▸ Assignment
Each record below needs to be written out exactly as it reads.

══════

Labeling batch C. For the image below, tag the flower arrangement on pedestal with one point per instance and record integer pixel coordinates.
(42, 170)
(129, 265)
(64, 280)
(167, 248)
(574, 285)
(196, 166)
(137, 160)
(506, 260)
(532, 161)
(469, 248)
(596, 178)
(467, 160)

══════

▸ Result of the task
Labeling batch C. For the image below, tag the flower arrangement on pedestal with one point per instance and record integer pixel coordinates.
(42, 170)
(129, 265)
(64, 280)
(167, 248)
(574, 285)
(196, 166)
(137, 160)
(506, 260)
(532, 161)
(469, 248)
(596, 178)
(467, 160)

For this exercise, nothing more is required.